Given text |
((
How to Prepare for a Half Marathon Cleverly
Because the will to win means nothing without the will to prepare.
Do you ever wonder why in the world people spend countless hours of training, dieting and preparation to run a half marathon? Or why the heck would someone even PAY to do this? Well, to us, running a half-marathon is one of the most rewarding experiences a person can do.
When you cross that finish line, all your hard work immediately pays off and you gain a sense of accomplishment. To help prepare you for your first half-marathon (or even if you are a seasoned pro), here are a few tips to make your race day a successful experience:
Start Training Early
Regardless of whether you are a new runner, infrequent runner or frequent runner, you should start training early. The longer you wait to train, the harder you need to train in a shorter period of time.
This adds more stress to your body and can result in many types of injuries that will prevent progress or possibly put you out of commission.
))
Data |
((
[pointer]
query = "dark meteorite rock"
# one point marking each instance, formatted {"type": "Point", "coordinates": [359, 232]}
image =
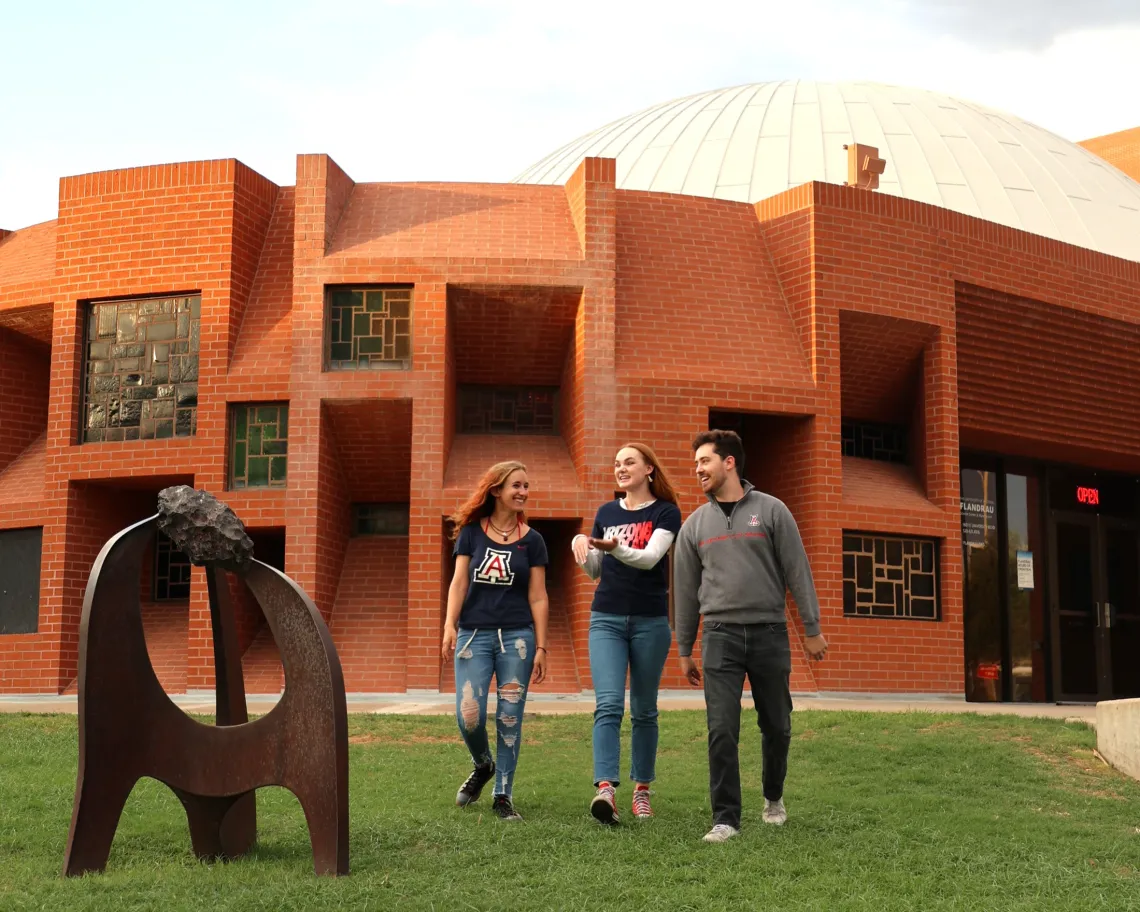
))
The problem | Name each type of runner mentioned in the half marathon text.

Solved problem | New runner, infrequent runner, frequent runner